Reproduce the rows below verbatim, starting at the line that contains "A single point falls on each instance of the red" and ending at the final line of the rows, with both ends included.

**Extracted entries:**
— begin —

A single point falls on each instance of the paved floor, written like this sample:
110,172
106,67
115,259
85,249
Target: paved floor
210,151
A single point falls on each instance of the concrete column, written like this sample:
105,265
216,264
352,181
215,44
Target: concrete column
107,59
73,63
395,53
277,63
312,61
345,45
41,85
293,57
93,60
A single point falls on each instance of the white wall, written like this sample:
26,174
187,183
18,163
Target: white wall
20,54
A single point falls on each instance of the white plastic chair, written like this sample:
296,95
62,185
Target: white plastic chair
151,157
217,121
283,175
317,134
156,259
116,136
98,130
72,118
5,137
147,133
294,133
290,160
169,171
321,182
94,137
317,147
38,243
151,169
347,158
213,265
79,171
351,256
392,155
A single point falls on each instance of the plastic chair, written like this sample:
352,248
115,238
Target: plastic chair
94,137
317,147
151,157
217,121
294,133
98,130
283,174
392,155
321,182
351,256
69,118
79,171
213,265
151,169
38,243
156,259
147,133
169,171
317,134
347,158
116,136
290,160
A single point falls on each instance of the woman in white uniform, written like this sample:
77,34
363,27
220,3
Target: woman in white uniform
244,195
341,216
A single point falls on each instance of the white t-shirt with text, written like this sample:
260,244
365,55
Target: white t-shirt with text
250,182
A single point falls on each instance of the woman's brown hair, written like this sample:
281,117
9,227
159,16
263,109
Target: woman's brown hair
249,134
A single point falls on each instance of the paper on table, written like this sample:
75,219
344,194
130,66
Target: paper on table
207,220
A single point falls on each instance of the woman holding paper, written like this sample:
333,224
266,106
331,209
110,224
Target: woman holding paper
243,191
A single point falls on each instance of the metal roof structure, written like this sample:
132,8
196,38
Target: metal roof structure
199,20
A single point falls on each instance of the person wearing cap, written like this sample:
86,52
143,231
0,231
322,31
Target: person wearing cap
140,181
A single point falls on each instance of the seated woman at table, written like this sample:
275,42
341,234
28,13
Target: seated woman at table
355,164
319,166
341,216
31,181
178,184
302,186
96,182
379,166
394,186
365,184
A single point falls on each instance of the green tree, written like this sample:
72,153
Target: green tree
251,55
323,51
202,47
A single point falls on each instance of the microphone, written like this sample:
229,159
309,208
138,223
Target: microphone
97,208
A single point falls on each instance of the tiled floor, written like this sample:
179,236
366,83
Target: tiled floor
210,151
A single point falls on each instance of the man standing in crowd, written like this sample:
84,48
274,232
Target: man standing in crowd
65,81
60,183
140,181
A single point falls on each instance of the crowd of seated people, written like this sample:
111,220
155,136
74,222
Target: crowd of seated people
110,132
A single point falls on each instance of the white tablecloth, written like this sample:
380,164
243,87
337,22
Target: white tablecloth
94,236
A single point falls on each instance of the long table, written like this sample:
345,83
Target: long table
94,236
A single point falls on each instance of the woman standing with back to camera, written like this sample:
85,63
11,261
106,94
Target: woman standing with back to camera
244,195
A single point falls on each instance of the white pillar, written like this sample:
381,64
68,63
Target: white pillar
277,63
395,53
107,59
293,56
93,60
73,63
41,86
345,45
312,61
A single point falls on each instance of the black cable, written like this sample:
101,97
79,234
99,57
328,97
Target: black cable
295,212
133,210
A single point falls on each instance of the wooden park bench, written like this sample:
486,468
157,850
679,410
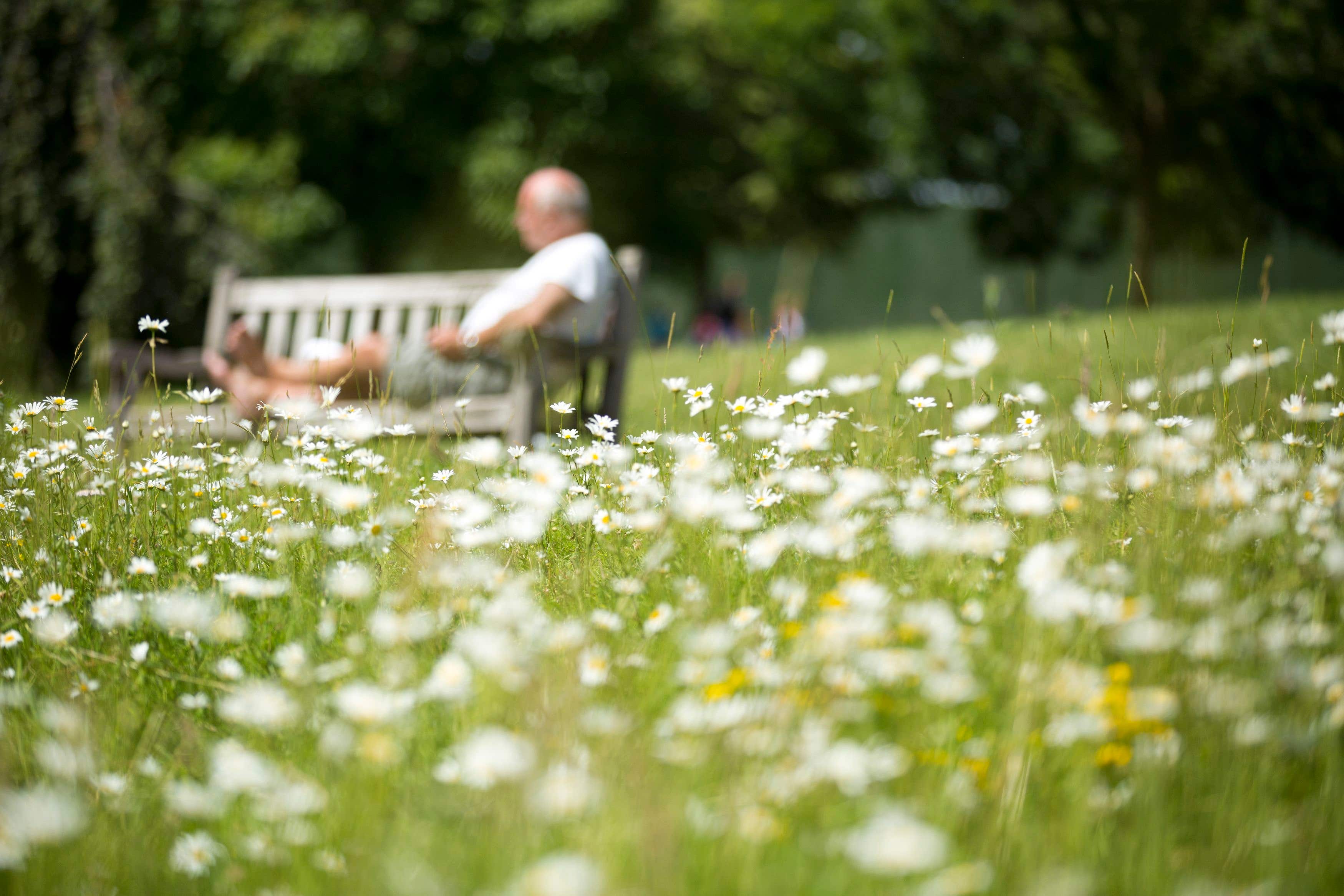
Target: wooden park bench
288,311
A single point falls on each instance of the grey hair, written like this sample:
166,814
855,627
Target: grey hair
565,195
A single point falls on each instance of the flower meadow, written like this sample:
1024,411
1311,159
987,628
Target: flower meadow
1047,609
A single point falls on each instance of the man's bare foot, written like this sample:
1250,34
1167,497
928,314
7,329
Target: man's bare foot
244,389
247,350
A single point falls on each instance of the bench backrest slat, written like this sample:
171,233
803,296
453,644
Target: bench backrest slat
291,311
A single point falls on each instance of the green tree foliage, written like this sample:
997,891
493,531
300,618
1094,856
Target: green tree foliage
1201,119
105,209
178,134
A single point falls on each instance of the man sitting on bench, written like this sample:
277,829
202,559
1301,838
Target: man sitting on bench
565,289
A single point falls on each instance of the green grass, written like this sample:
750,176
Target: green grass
1190,641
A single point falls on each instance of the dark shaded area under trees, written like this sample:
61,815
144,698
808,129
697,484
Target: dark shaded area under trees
146,142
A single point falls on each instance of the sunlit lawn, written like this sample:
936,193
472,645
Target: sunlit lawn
826,645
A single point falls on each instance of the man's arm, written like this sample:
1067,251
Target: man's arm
550,301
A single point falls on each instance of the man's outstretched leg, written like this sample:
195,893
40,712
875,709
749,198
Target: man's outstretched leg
263,378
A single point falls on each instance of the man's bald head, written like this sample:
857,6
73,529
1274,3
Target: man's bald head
553,203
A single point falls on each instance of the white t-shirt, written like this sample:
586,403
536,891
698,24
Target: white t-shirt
581,264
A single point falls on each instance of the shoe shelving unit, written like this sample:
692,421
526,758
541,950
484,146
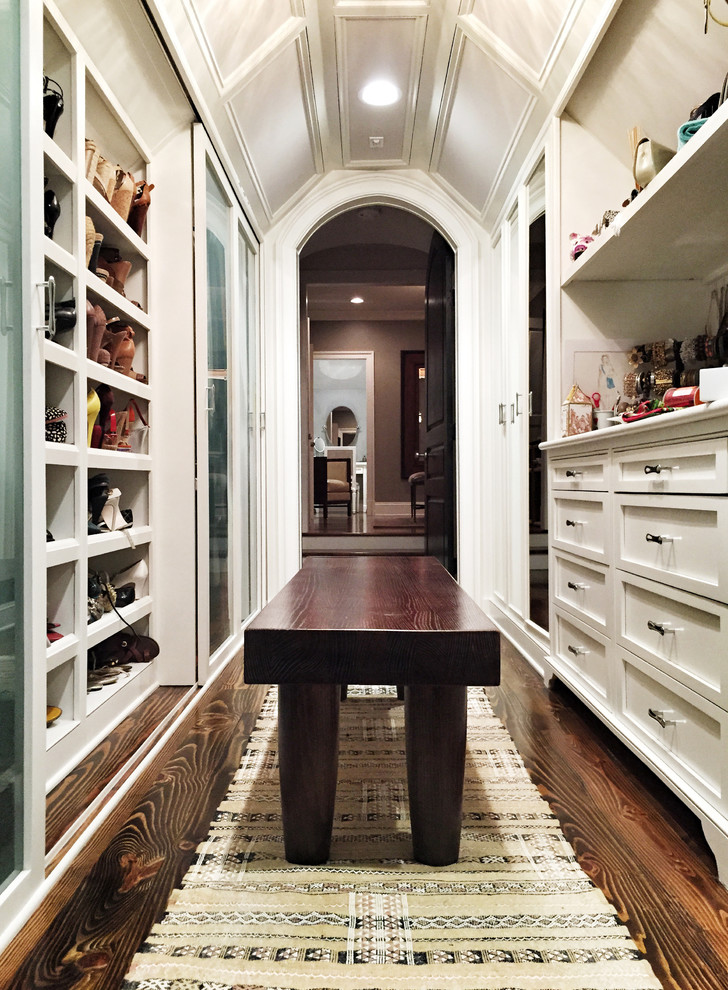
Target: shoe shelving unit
68,374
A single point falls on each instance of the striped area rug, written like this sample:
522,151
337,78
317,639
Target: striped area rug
515,913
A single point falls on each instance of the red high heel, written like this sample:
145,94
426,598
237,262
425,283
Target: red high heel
138,212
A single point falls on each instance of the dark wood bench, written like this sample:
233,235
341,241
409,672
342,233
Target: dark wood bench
372,620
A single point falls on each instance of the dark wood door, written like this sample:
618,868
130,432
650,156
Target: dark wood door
440,404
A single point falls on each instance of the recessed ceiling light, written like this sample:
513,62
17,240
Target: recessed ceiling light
379,93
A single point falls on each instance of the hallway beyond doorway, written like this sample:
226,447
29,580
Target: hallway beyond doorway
364,532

— end —

**Written solution:**
A single point falls on each instance of the red high heel, written like this sample:
145,94
426,598
237,262
425,283
Target: red high heel
138,212
A single point falls on each instance of the dark wood bench, written like this sample:
233,235
341,241
409,672
342,233
Target: dark wood bench
372,620
A single point falls on each instance of the dark wood door, written like this sample:
618,868
130,432
650,156
Target: dark wood door
440,404
A single point falls on each instance of the recessed ceiling light, written like this sample:
513,62
17,240
Target: recessed ceiling light
379,93
A single point falls on each instance of the hallway beyond doorway, written like this sample:
226,447
29,580
Target: hallway beyond doorway
364,532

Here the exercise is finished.